======== Excerpt provided

- Directed by: Raúl Ruiz
- Written by: Gilbert Adair
- Based on: A Closed Book by Gilbert Adair
- Produced by: Andrew Somper
- Starring: Daryl Hannah Tom Conti Miriam Margolyes Simon MacCorkindale Elaine Paige
- Cinematography: Ricardo Aronovich
- Edited by: Sean Barton Adrian Murray Valeria Sarmiento
- Distributed by: Eyeline Entertainment
- Release date: 22 February 2010 (United Kingdom);
- Running time: 88 minutes
- Country: United Kingdom
- Language: English

= A Closed Book (film) =

2010 film by Raúl Ruiz

A Closed Book (released as Blind Revenge in the United States) is a 2010 British film directed by Chilean filmmaker Raúl Ruiz, based on the 2000 novel of the same name by Gilbert Adair, about a blind author who employs an assistant to help him write his novels. Throughout the film the assistant starts to play crueler and crueler tricks on her employer. The film stars Daryl Hannah as assistant Jane Ryder, and Tom Conti as author Sir Paul. A Closed Book was filmed at Knebworth House in Hertfordshire, England.

==Plot==
Sir Paul is an art critic and writer who was blinded in a car crash. He lives alone in a large mansion in the UK. He is looking for an amanuensis or "ghost writer" to help him write his final book, an autobiography, and interviews several unsuccessful candidates until Jane Ryder applies for the position. Because she is intelligent and forthright, Sir Paul hires her and explains that she will now be living in the house before introducing Mrs. Kilbride, the cook and housekeeper. He then goes on to divulge his claustrophobia and "terrific fear of the dark" despite his blindness, and asks that the lights be switched on at "exactly the same time as they would be in any normal house."

Jane begins to explore the mansion by herself, noting how much of the furniture is covered in white dust cloths, before stumbling upon a teddy bear with one eye. She picks up the bear and snaps the eye off of its face. A shot of a painting is then inexplicably shown along with the sounds of a child's laughter.

================
======== Material

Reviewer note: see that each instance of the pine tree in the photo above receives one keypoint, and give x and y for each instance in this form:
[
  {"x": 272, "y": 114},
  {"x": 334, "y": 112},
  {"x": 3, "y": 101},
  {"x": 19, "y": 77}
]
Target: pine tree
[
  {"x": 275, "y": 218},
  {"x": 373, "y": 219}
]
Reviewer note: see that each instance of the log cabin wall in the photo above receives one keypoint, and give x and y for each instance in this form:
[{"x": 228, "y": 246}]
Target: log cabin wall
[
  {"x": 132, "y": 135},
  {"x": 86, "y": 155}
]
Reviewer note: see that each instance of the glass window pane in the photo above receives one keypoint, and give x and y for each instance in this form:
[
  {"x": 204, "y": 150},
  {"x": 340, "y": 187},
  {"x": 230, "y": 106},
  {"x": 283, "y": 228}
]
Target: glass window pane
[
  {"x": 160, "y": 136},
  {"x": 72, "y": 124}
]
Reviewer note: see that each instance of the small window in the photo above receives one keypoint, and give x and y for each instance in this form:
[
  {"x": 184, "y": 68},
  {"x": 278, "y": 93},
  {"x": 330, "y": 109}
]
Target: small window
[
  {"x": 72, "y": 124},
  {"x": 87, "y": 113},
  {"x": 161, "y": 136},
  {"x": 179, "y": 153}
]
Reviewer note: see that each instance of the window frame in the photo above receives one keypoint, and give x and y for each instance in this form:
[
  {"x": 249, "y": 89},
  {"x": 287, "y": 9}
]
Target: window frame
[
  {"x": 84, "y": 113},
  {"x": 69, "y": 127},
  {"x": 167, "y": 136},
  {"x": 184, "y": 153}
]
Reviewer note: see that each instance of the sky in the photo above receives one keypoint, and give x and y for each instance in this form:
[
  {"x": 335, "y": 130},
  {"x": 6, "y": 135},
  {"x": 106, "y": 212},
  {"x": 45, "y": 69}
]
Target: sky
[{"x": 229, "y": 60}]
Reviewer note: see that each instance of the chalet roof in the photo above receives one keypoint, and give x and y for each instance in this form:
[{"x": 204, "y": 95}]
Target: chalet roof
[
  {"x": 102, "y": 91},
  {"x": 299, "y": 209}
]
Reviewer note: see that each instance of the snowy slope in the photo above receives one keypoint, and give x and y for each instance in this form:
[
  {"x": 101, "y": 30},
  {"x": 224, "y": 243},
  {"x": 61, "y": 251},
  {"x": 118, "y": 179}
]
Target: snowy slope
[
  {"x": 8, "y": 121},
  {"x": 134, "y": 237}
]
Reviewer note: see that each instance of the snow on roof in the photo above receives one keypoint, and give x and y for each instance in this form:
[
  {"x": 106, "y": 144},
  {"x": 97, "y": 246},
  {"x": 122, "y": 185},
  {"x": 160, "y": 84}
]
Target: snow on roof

================
======== Material

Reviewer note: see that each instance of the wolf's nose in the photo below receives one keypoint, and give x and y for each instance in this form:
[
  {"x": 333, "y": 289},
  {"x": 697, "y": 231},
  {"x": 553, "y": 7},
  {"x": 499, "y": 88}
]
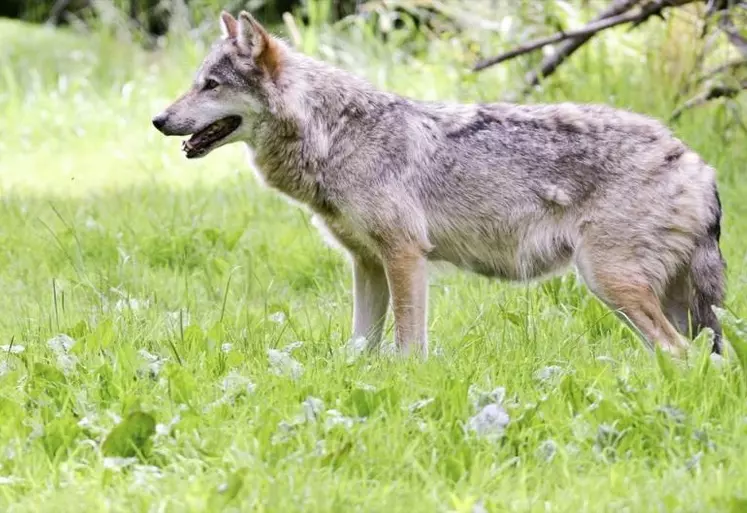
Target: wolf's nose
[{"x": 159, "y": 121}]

================
======== Material

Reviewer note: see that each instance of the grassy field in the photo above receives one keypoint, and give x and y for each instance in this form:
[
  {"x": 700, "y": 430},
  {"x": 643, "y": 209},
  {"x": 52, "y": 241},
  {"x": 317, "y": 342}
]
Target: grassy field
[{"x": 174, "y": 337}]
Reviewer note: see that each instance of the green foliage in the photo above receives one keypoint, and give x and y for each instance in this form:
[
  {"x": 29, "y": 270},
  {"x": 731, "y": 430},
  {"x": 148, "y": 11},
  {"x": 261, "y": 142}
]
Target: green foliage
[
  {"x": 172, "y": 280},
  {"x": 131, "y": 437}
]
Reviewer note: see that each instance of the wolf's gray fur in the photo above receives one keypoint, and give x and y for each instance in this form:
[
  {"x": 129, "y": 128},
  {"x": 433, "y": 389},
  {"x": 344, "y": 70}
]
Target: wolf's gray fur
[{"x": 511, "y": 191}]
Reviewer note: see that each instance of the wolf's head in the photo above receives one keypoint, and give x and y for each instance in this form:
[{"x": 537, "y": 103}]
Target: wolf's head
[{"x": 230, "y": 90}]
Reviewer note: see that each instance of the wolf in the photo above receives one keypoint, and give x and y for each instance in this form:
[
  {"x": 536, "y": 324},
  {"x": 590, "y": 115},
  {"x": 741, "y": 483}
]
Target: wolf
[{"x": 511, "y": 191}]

================

Reproduce word for word the passage of the article on the film A Closed Book from "Jane begins to" to "a child's laughter.".

■ Finished answer
Jane begins to explore the mansion by herself, noting how much of the furniture is covered in white dust cloths, before stumbling upon a teddy bear with one eye. She picks up the bear and snaps the eye off of its face. A shot of a painting is then inexplicably shown along with the sounds of a child's laughter.